A reasonable inference may be drawn from the evidence that the widow was the subject of social attention and admiration of her several male customers and visitors, including Tony George, age 25; defendant, age 22; and the deceased Harold (also called Harry) Borden, about 40 years of age.

The evidence without dispute shows that Tony George and the deceased, Harry Borden, went in search of defendant a short *422 time before the defendant came to the Cur-bow trailer home. Defendant’s arrival was at approximately 7:30 P.M. on Thursday night, June 10, 1971. Following a reasonable interval of time an argument and 'scuffle, engendered by ill temperament, ensued between Borden and the defendant. The demonstration was in a measure activated by alcoholic beverages which both participants had consumed. It was probably touched off, as the record indicates, by the admiration of both for the widow. A reasonable inference may be drawn from the evidence that both were competitive candidates for the social admiration and attention of the widow who had acted as their hostess on previous occasions.

After the fracas between the defendant and Borden had subsided, Tony George, the defendant and Borden got in the front seat of Borden’s Chevrolet automobile and proceeded to the trailer home of defendant’s father some distance away where defendant procured his father’s shotgun (with pump operation). The three left in the Chevrolet with defendant driving, Borden in the middle, and George on the outside of the front seat. When they reached an isolated spot on a rural road later in the night, a remark was made which kindled another flare of tempers. Borden reached in the pocket on the dashboard for a knife. George testified that he took the knife from Borden and kept it. Defendant contended that George did not retrieve the knife from Borden.

**Supplied information**
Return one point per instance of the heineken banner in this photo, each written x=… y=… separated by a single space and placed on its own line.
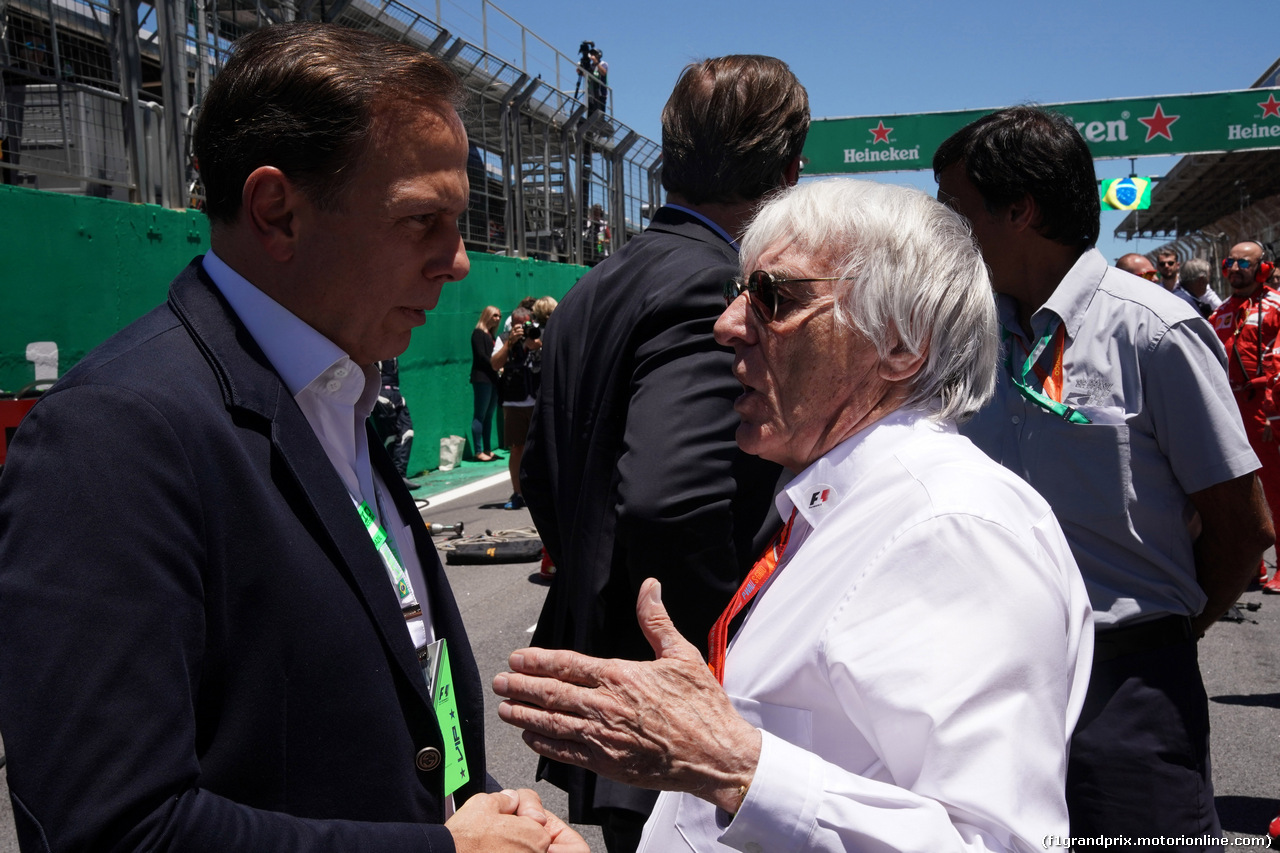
x=1118 y=128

**Stated goal 1**
Return the stretch of the court opinion from "The evidence without" through "on previous occasions.", copied word for word.
**Stated goal 2**
Carry the court opinion forward, beginning right after its final sentence.

**Expected output 1**
The evidence without dispute shows that Tony George and the deceased, Harry Borden, went in search of defendant a short *422 time before the defendant came to the Cur-bow trailer home. Defendant’s arrival was at approximately 7:30 P.M. on Thursday night, June 10, 1971. Following a reasonable interval of time an argument and 'scuffle, engendered by ill temperament, ensued between Borden and the defendant. The demonstration was in a measure activated by alcoholic beverages which both participants had consumed. It was probably touched off, as the record indicates, by the admiration of both for the widow. A reasonable inference may be drawn from the evidence that both were competitive candidates for the social admiration and attention of the widow who had acted as their hostess on previous occasions.

**Expected output 2**
When the knife came on the scene, defendant stated that he got out and immediately yanked open the back door of the automobile and seized the shotgun where he had put it when he brought it from his father’s house. Borden, according to defendant, also reached on the backseat to get the gun. Defendant contended at trial that after he retrieved the gun from the backseat he opened the “turtle shell” (trunk lid) to put the shotgun in the trunk. As he opened the trunk, while standing on the left side, Borden came around the right side of the car along with George. George was trying to hold Borden’s hand. George grabbed the lug wrench from the trunk. Borden, according to defendant, had a knife in his hand as he came around the right side of the car. Borden swung at defendant with the knife. Defendant then stepped back and put a shell in the barrel of the gun. He said it was not loaded before that time. Defendant testified, “I told him not to cut me,” and Borden said, “I am going to kill you.” He then shot him. At another point in the cross-examination, defendant testified that the shell was already in the gun and was not on his person. Defendant contended that he got the gun to pawn for beer.

Tony George’s testimony was at variance in many respects with that of defendant as to the res gestae of the tragedy. Suffice it to say that the jury was empowered to reconcile variances or to say which testimony it believed. The evidence if believed by the jury was ample to support the verdict of guilty under the indictment for murder in the first degree.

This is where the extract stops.